# kickers and kicker wagons



## kenny chaos (Jan 5, 2009)

I have a NH 275 baler I was thinking about getting a kicker for.
I've been told by a few guys that the belt type can be pretty pirsnickety and that I'd be better off with a JD and a "pan (?)" type thrower.
I'd also put sides on my 8'x16' wagons. I know that's a little small but I use what I got and I got a shed that is ten feet between columns so I can drive three wagons right under it when rain threatens. How high would the sides be and how many bales might I get on it?
FYI, I'm going from 2000 to 8000 smalls/yr. within the next few years.
Any comments or suggestions?
Thanks-
Ken


----------



## Rodney R (Jun 11, 2008)

Is the 275 worth adding a thrower to? If you figure the cost of getting a thrower and adding it to the 275, I'd bet that you should just find a newer baler with thrower on it already. I think the guys that tell you that the NH belt version is junk and the JD pan is the way to go are on drugs. The pan will fall apart, as will the rest of the baler. The newer NH's are built like a tank, and I don't know why the belts would be 'persnickety' - we used to run 40k through one each year, and all a guy has to do is keep them tight and every few years they need replaced.

◆ **MATERIAL PROVIDED**

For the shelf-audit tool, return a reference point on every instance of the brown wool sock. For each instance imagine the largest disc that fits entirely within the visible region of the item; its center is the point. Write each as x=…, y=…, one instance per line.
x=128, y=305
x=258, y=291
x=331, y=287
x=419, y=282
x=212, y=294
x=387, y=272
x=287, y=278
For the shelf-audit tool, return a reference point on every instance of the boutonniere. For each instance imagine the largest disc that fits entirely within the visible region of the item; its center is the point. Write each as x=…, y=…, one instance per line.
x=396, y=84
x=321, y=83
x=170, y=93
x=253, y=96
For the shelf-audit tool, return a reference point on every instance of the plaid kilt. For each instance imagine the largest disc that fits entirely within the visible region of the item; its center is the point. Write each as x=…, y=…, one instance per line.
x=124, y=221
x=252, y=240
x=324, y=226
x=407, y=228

--

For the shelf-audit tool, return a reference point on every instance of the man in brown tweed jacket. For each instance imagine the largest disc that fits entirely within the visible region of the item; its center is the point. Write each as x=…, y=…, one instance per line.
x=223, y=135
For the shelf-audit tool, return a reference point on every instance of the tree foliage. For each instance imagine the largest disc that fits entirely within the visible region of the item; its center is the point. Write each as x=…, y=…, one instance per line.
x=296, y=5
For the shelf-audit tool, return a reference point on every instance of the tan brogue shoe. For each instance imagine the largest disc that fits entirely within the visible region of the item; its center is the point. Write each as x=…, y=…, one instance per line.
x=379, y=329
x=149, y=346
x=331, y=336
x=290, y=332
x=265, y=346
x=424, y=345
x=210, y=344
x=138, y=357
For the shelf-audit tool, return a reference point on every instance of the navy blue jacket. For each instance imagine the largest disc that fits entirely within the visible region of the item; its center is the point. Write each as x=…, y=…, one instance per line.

◆ **THE REQUEST**
Please transcribe the kicker wagon thread above, from "I've been told" up to and including "I get on it?".

◆ **RESULT FOR THIS EXERCISE**
I've been told by a few guys that the belt type can be pretty pirsnickety and that I'd be better off with a JD and a "pan (?)" type thrower.
I'd also put sides on my 8'x16' wagons. I know that's a little small but I use what I got and I got a shed that is ten feet between columns so I can drive three wagons right under it when rain threatens. How high would the sides be and how many bales might I get on it?